(Records)
• • • • •

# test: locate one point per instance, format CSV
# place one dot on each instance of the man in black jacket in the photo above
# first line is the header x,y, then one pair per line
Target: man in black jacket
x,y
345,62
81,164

• • • • •

Goal of the exercise
Rewrite the records with every "black jacket" changed to "dark coat", keeping everything else the same.

Output of the exercise
# test: locate one point per instance, format CSV
# place one dot on each instance of the man in dark coat in the photo above
# first line is the header x,y, then one pair per line
Target: man in dark coat
x,y
345,62
81,164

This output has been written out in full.